====== STORED DATA

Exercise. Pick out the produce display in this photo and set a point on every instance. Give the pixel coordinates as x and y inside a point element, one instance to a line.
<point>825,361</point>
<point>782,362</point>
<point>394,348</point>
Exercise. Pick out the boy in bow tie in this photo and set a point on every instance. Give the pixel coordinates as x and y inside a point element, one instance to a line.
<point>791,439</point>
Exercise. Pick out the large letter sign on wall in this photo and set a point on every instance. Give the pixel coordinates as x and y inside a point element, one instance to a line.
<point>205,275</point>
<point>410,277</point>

============

> YOUR TASK
Your task is to restate every record exactly.

> RESULT BELOW
Exercise. Pick out the produce display in this photo and set a point on every instance. Give the pixel coordinates as x and y inside a point element, one instance to a line.
<point>825,361</point>
<point>782,362</point>
<point>394,348</point>
Exercise. Pick out the boy in bow tie in this photo and set a point on every instance. Give the pixel coordinates as x and y inside a point element, one instance to a line.
<point>791,439</point>
Exercise. Pick out the large letter sign on wall in this photo and set a point on every instance. Give the pixel coordinates as x and y inside a point element, one instance to a line.
<point>205,275</point>
<point>410,277</point>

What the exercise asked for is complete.